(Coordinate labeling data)

>> Start

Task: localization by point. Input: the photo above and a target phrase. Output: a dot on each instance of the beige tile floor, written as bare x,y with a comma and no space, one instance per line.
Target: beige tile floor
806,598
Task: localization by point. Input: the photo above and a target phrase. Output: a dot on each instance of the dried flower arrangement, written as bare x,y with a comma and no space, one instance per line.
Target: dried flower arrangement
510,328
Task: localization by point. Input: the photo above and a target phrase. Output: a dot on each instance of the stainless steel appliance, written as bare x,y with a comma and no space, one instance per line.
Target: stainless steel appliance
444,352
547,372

>> End
>> Start

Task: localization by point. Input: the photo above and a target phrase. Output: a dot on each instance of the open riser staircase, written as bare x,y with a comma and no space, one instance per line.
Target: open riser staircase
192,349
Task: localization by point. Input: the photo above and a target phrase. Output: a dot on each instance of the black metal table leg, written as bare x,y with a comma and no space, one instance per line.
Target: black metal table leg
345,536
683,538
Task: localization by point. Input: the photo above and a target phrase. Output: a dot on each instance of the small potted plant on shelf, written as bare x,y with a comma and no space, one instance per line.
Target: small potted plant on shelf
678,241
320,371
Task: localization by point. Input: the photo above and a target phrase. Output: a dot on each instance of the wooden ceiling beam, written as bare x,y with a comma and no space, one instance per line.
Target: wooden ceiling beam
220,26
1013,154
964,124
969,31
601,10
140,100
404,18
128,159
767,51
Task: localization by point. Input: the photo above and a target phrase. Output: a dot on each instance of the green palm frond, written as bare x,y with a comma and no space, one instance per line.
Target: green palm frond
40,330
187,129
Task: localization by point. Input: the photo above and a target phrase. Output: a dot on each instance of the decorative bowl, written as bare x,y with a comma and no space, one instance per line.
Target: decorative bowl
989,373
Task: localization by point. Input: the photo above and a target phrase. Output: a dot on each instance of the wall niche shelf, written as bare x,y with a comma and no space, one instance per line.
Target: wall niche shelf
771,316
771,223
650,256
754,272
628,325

>> End

__What the task asks__:
Pull out every line of the material above that contains the word "staircase", and copy each one in full.

__The completed task__:
Task: localization by point. Input: the photo above and a target phrase. Output: a dot on each instance of the open riser staircase, written as bare x,y with a comma and no space, one instance per line.
Target: open riser staircase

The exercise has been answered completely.